▶ _EXERCISE MATERIAL_

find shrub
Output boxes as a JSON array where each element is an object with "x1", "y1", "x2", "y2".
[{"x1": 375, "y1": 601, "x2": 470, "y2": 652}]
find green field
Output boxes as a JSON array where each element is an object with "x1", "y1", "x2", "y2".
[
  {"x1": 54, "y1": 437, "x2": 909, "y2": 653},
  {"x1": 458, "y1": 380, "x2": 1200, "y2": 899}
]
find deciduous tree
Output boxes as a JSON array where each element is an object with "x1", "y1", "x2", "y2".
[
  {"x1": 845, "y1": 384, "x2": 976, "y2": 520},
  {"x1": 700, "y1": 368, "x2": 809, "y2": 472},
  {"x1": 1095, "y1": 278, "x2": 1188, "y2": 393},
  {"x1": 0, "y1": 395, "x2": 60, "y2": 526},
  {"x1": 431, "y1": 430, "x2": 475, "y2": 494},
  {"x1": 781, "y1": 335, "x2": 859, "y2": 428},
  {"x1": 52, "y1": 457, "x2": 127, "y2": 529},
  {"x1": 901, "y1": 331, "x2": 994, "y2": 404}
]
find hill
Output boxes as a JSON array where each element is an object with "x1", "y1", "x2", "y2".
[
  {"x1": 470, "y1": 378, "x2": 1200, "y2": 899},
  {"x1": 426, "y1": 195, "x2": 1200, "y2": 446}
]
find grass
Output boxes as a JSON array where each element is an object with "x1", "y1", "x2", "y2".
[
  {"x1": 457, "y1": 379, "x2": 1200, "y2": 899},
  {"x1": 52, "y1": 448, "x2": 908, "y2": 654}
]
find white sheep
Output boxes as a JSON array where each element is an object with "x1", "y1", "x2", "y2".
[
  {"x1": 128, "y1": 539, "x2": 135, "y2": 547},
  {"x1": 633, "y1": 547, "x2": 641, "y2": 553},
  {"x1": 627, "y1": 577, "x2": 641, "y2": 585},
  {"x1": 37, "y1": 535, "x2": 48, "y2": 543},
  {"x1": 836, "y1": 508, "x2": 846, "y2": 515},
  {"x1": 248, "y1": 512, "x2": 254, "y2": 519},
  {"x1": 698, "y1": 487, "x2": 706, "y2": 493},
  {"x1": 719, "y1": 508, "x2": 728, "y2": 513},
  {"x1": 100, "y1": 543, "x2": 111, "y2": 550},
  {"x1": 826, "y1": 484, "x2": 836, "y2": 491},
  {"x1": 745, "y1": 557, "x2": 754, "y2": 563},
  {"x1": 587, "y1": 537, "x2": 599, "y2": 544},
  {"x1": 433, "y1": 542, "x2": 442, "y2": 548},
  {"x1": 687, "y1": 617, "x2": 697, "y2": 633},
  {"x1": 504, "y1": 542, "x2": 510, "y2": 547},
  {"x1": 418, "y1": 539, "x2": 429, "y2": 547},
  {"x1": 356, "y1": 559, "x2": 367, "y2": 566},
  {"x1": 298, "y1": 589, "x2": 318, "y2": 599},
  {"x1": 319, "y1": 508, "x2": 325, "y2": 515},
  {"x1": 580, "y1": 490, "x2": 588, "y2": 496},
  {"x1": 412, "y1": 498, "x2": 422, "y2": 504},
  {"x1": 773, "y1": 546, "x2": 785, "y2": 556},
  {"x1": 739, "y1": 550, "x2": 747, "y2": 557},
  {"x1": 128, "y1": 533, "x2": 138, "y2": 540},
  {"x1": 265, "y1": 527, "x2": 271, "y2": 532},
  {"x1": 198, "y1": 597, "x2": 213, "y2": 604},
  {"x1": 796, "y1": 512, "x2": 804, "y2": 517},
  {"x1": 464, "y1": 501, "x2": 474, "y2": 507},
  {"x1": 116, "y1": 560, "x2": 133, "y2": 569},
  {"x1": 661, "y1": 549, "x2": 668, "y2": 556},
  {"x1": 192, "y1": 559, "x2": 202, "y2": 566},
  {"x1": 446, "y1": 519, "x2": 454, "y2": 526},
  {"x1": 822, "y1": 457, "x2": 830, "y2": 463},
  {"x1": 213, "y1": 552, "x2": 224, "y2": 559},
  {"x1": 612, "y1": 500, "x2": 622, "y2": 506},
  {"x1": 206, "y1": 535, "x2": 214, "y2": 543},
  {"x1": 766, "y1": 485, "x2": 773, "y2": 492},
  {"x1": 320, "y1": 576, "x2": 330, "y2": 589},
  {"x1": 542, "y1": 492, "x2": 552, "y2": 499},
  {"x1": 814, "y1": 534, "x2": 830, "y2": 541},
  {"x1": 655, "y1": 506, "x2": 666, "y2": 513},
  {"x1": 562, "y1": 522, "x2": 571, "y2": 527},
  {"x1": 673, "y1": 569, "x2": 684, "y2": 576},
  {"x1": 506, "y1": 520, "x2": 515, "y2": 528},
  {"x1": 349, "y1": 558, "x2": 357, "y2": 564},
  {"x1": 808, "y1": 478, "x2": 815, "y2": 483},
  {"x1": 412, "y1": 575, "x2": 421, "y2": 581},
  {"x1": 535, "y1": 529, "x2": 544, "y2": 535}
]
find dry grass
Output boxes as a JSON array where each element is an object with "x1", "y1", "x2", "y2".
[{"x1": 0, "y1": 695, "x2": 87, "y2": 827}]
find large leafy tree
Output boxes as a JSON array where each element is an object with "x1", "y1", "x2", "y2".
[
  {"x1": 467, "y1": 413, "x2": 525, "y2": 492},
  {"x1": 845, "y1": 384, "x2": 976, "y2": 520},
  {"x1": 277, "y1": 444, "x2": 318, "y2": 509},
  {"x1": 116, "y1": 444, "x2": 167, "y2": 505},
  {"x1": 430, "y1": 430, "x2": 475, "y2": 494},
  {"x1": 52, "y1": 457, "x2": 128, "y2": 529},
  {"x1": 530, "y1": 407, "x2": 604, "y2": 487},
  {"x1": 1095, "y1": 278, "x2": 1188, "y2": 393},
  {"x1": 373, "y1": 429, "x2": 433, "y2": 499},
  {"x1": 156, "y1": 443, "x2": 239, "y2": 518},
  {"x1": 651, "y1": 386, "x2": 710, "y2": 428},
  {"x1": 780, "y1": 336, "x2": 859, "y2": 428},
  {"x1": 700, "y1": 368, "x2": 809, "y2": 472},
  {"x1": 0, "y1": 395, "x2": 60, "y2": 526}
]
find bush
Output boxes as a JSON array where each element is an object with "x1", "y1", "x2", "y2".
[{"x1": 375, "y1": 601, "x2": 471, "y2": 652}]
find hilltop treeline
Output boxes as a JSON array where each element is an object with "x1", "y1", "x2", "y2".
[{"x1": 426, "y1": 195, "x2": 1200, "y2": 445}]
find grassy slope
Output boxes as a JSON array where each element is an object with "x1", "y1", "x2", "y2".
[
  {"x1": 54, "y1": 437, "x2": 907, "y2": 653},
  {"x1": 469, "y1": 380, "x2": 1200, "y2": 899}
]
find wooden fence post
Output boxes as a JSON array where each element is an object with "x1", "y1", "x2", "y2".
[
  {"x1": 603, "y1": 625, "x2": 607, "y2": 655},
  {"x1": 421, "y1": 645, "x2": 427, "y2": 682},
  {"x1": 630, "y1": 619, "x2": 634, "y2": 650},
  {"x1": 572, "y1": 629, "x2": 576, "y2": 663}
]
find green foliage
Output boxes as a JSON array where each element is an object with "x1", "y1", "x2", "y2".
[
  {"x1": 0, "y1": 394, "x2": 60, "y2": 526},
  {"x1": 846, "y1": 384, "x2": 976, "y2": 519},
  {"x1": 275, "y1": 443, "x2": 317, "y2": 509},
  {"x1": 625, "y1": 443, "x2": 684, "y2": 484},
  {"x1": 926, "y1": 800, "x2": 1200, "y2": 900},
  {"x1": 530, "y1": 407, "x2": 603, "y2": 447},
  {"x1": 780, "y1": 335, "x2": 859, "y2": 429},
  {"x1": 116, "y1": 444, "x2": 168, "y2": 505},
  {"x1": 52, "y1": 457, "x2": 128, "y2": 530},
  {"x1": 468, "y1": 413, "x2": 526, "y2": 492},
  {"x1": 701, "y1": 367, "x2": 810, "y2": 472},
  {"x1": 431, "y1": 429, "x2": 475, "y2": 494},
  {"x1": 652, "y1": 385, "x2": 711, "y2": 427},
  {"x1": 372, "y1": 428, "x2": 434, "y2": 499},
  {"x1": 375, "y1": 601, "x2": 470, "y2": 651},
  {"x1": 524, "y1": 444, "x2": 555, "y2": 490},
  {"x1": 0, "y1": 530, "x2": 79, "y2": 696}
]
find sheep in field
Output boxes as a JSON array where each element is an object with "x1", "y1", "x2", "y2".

▶ _DIRECTIONS_
Where a line above contains the word "sheep", copy that line.

▶ _YOUR RESPONSE_
find white sheep
find sheep in field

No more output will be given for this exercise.